_DIRECTIONS FOR THIS TASK_.
Print each record below word for word.

_RECORDS TO PROCESS_.

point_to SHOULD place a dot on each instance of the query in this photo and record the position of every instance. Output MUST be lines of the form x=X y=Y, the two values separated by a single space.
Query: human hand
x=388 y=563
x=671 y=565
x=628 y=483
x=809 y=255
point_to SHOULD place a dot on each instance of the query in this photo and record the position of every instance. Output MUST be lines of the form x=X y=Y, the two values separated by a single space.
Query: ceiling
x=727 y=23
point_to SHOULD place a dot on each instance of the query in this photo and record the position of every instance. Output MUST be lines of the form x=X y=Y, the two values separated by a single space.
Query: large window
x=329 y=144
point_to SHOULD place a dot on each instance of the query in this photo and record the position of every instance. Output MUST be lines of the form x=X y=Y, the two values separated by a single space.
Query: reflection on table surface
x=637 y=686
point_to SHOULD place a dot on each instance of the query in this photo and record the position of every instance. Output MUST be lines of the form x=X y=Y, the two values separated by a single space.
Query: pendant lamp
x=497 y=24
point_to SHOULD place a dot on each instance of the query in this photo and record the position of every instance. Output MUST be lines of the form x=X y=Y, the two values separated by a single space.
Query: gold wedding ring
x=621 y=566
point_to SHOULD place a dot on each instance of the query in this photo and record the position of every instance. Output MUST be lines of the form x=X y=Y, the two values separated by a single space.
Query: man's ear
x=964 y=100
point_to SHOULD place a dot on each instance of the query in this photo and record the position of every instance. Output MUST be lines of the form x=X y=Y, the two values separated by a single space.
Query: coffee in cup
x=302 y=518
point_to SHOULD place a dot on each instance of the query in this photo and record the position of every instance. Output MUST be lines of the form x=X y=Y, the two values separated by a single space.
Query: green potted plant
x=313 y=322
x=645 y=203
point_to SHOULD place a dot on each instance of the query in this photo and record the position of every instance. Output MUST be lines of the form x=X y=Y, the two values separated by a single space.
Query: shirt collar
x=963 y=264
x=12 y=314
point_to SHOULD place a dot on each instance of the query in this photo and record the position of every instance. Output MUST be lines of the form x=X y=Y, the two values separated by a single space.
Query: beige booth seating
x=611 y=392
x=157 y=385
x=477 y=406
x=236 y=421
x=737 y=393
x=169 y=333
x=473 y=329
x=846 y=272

_ANSWER SECTION_.
point_to SHOULD place a dot on each instance of the query in this photo and record the position of every instance. Output MUST be lines of the form x=X y=Y, the two values separated by a single space.
Query: human hand
x=388 y=563
x=671 y=565
x=628 y=483
x=809 y=255
point_to SHOULD place a dot on each instance of the query in this photo and record the position of every instance. Output MUST be lines of the form x=X y=Y, the two values separated by a single space.
Query: ceiling
x=727 y=23
point_to SHOULD place a dot on each instance of the query in this photo and record the position of every instance. Output MUST be lines of the form x=X y=Y, the two values separated by a single space.
Query: large window
x=329 y=144
point_to SHOULD place a dot on each instance of the query in this photo and record the position of every instance. Output MUST be lines of the form x=X y=Y, the two values separated by a single space.
Query: reflection on table surface
x=637 y=686
point_to SHOULD place a dot on each instance of the query in this photo and record the position of every instance. Output MUST be lines of the form x=X y=Y, the two values separated by a single space.
Query: pendant lamp
x=497 y=24
point_to SHOULD place a dot on each instance of the query in this photo and record the position of every instance. Output MUST be lines of the form x=X y=Y, the two values separated by a single space.
Query: gold wedding ring
x=621 y=566
point_to SHOULD place a dot on each instance of the query in this photo and record the position of every instance. Output MUST be lines of the form x=X y=Y, the two values separated by a single space.
Query: man's ear
x=964 y=100
point_to SHOULD place a dot on each instance of the query in this photo and record the position of every instance. Output MUST be lines of the form x=X y=Y, the two values separated by a single space.
Query: coffee in cup
x=302 y=518
point_to SHOULD place a dot on each instance of the query in this photo and record the position of every instance. Output MUST be lines of the form x=X y=Y, the two values separated by a single space.
Query: green potted plant
x=313 y=322
x=645 y=203
point_to SHOULD place a dot on each instance of the query in this photo and record the position of every instance. Output MUST be lines of the form x=X y=Y, the two values separated by a single space.
Query: shirt collar
x=963 y=264
x=12 y=314
point_to SHOULD place a dot on each instance of the query in this photo and record the position of every instance. Output MUST be lines of the form x=X y=Y, the two values separated by a single space.
Query: beige booth seating
x=611 y=392
x=157 y=385
x=477 y=406
x=236 y=421
x=737 y=393
x=169 y=333
x=473 y=329
x=846 y=272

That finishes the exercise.